** Opening Records for processing block **
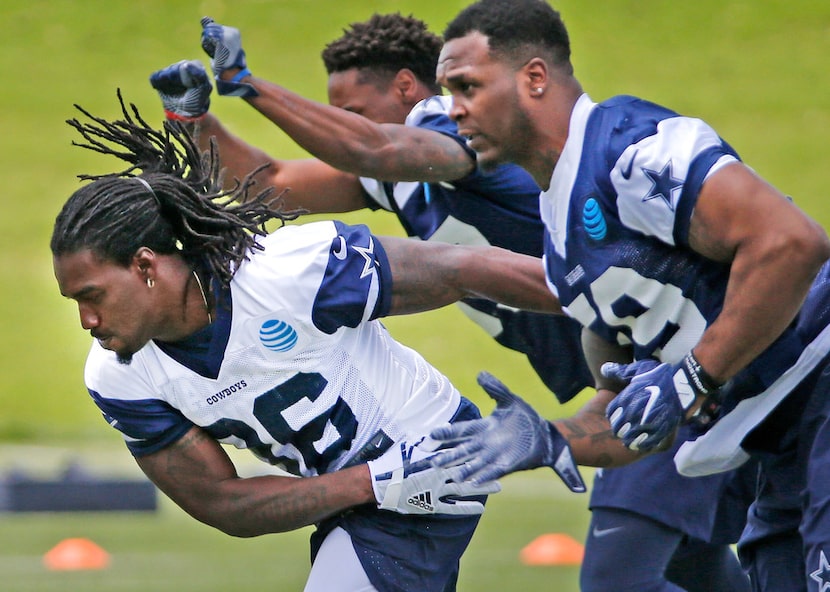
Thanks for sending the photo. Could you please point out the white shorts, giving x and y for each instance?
(337, 568)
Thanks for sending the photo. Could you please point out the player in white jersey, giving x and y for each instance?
(210, 331)
(660, 240)
(385, 141)
(405, 155)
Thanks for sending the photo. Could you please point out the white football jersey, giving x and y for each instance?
(294, 368)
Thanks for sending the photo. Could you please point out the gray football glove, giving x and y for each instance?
(184, 89)
(224, 46)
(405, 482)
(513, 438)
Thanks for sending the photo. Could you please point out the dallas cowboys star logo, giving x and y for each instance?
** Closing Records for processing block **
Try it
Omit the pictures; print the records above exactly.

Your solution
Thanks for sending the photo. Could you please point out the white shorts, giving x and y for each instance?
(337, 568)
Thanks for sending the photo. Could you please point out the player in white jersey, giving x and y for each instance?
(210, 331)
(660, 240)
(385, 141)
(405, 155)
Thanks for sending the photo. Could you please point out the white football jersey, giving x and y for each instance?
(294, 368)
Thanks for sending the photo. Could you please point out the gray football glove, giving x and y for each instance?
(184, 89)
(224, 46)
(405, 482)
(513, 438)
Thanks for sending the photo. Could you please point out the dallas cowboys star logo, giving x and y for each instance?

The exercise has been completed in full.